REQUIRED ACTION: Can you transcribe every record below exactly as it appears?
**********
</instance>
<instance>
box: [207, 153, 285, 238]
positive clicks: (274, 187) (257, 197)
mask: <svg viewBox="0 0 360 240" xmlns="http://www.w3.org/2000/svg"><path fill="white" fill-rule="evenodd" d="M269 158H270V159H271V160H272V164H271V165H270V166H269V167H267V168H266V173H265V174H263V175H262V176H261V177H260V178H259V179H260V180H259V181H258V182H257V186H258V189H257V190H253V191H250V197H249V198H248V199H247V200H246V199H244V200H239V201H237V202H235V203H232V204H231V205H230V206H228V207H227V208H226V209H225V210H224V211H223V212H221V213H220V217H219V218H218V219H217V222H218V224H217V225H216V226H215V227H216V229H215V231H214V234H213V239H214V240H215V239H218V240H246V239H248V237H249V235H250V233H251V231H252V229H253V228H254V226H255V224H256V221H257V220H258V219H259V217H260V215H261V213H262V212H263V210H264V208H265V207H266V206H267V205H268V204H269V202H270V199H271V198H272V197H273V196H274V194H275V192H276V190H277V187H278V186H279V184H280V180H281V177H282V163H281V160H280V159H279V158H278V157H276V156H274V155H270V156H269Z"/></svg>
**********
RESPONSE:
</instance>
<instance>
box: [207, 153, 285, 238]
positive clicks: (274, 187) (257, 197)
mask: <svg viewBox="0 0 360 240" xmlns="http://www.w3.org/2000/svg"><path fill="white" fill-rule="evenodd" d="M269 158H270V159H271V160H272V164H271V165H270V166H269V167H267V168H266V173H265V174H263V175H262V176H261V177H260V178H259V179H260V180H259V181H258V182H257V186H258V189H257V190H253V191H250V197H249V198H248V199H247V200H246V199H244V200H239V201H237V202H235V203H232V204H231V205H230V206H228V207H227V208H226V209H225V210H224V211H223V212H221V213H220V217H219V218H218V219H217V222H218V224H217V225H216V226H215V227H216V229H215V231H214V234H213V239H214V240H215V239H218V240H246V239H248V237H249V235H250V233H251V231H252V229H253V228H254V226H255V224H256V221H257V220H258V219H259V217H260V215H261V213H262V212H263V210H264V208H265V207H266V206H267V205H268V204H269V202H270V199H271V198H272V197H273V196H274V194H275V192H276V190H277V187H278V186H279V184H280V180H281V177H282V163H281V160H280V159H279V158H278V157H276V156H274V155H270V156H269Z"/></svg>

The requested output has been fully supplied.